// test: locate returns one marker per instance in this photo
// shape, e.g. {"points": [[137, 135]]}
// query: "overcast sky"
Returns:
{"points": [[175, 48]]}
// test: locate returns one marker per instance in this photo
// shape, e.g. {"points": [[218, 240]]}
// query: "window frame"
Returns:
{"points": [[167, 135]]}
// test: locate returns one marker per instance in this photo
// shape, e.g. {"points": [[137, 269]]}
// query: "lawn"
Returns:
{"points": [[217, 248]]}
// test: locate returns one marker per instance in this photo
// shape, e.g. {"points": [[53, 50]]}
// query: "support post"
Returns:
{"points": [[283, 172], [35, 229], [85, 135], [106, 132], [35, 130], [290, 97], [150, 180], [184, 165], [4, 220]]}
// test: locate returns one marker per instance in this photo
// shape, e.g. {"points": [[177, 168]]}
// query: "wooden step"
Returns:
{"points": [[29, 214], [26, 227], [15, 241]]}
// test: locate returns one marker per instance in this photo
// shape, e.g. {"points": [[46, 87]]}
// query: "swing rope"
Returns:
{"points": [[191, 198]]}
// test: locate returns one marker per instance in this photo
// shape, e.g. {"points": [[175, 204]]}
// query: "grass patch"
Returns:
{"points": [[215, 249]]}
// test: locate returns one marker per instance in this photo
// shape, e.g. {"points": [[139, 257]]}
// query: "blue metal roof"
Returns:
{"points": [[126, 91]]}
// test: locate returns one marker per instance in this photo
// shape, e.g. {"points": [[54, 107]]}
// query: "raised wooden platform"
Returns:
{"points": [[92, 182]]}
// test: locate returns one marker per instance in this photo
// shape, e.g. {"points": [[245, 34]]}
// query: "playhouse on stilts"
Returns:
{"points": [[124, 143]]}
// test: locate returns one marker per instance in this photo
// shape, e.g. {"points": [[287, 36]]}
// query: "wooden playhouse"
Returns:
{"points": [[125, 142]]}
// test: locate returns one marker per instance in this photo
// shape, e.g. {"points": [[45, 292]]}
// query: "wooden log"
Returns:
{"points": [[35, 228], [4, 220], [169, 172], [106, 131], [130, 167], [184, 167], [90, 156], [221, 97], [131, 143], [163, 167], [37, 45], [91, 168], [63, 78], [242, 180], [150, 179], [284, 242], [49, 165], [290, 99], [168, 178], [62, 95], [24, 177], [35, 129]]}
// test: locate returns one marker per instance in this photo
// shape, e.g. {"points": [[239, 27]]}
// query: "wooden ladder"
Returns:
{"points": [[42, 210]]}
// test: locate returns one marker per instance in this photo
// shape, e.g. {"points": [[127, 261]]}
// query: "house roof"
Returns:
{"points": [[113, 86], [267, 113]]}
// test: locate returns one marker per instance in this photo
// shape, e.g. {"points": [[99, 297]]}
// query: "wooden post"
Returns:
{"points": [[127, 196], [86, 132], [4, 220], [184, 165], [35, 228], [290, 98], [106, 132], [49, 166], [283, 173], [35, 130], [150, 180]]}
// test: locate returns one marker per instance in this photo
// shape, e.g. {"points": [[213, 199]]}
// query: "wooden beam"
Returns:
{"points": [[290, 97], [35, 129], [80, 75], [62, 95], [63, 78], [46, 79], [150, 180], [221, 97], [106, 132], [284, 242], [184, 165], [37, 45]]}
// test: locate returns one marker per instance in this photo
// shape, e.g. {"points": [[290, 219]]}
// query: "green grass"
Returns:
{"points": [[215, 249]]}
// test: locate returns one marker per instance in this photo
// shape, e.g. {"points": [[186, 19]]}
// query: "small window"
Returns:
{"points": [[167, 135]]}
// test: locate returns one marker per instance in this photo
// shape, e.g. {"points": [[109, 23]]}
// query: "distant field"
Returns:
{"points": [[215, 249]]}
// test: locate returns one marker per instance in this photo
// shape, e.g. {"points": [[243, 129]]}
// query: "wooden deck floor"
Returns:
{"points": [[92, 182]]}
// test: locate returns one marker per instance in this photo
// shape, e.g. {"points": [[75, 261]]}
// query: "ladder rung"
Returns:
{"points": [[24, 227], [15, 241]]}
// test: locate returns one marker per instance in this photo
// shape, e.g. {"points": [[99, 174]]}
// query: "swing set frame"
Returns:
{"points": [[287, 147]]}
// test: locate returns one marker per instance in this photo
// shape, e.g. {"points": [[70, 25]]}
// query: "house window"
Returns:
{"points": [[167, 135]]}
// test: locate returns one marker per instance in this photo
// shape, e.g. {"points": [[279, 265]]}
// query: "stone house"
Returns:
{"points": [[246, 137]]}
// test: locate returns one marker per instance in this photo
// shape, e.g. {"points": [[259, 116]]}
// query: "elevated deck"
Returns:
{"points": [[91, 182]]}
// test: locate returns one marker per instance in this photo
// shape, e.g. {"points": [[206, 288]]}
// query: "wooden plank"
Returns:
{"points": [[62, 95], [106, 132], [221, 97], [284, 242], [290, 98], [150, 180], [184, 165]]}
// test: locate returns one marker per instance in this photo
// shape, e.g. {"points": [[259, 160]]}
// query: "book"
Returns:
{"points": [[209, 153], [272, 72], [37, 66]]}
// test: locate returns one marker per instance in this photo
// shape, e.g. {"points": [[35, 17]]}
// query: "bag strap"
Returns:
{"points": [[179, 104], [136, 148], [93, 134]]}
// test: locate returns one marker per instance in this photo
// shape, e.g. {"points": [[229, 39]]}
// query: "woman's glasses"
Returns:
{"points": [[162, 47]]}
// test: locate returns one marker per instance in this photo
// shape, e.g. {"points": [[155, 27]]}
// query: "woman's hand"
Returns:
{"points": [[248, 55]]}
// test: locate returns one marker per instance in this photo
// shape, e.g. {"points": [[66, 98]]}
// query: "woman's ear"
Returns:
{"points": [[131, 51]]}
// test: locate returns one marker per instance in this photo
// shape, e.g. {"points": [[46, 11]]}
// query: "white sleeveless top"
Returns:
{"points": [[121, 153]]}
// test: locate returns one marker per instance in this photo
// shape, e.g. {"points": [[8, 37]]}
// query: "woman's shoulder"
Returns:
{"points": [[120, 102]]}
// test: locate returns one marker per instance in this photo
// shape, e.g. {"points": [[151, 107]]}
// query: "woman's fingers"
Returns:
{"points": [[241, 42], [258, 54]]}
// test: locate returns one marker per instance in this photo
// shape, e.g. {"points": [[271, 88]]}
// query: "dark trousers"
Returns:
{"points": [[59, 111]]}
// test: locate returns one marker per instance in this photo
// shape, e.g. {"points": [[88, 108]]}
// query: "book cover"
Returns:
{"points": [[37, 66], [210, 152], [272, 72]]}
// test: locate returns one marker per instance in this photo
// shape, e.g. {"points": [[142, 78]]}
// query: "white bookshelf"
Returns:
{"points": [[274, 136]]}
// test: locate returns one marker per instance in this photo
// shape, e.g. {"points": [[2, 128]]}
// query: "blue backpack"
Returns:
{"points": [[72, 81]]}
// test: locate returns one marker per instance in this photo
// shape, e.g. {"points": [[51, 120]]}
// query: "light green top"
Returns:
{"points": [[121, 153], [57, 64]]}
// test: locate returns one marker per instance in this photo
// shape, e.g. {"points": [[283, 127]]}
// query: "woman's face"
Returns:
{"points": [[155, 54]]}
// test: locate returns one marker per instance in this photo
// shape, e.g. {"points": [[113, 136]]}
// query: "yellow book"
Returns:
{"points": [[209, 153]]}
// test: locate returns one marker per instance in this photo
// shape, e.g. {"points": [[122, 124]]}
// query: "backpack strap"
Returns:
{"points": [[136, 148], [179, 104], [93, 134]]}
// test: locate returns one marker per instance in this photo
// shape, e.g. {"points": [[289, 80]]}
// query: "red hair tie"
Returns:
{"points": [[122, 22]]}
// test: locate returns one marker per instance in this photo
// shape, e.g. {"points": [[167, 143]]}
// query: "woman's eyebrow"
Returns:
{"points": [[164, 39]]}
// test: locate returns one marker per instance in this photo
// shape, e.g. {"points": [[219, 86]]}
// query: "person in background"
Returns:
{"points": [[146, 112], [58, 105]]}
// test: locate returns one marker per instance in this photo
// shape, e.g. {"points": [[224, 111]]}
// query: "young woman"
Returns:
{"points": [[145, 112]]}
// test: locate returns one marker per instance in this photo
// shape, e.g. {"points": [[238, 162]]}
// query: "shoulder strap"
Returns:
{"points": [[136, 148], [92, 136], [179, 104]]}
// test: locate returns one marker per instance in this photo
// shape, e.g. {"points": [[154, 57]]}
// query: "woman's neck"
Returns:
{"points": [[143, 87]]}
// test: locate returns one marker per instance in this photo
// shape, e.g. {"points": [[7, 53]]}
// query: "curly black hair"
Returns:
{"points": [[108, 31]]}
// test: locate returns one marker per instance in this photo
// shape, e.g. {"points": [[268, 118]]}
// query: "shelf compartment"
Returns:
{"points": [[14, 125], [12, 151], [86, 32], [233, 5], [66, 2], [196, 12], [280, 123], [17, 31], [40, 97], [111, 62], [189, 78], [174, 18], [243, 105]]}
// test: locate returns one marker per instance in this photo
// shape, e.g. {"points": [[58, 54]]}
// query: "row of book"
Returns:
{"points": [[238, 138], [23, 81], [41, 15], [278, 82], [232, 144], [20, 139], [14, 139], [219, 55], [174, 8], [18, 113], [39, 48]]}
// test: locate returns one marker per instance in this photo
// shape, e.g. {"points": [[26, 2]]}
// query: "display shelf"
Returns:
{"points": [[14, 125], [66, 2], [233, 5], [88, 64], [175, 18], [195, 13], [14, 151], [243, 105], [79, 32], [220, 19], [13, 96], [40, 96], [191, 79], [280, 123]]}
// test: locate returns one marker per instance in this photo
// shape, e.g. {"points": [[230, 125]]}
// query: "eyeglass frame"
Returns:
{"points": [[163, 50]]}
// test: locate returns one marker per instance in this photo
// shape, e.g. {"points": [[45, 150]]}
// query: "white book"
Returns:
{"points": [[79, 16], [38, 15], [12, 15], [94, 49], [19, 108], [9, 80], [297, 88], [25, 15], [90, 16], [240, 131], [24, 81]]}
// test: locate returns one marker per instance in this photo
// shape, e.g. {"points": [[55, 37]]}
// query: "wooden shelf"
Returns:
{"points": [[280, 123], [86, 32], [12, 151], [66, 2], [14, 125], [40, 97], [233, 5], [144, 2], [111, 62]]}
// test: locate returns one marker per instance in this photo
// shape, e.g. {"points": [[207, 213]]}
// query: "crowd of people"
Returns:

§ §

WHAT YOU ARE ASKED TO DO
How many lines in the rows above contain the word "hair"? Reply with the number only.

TASK RESPONSE
2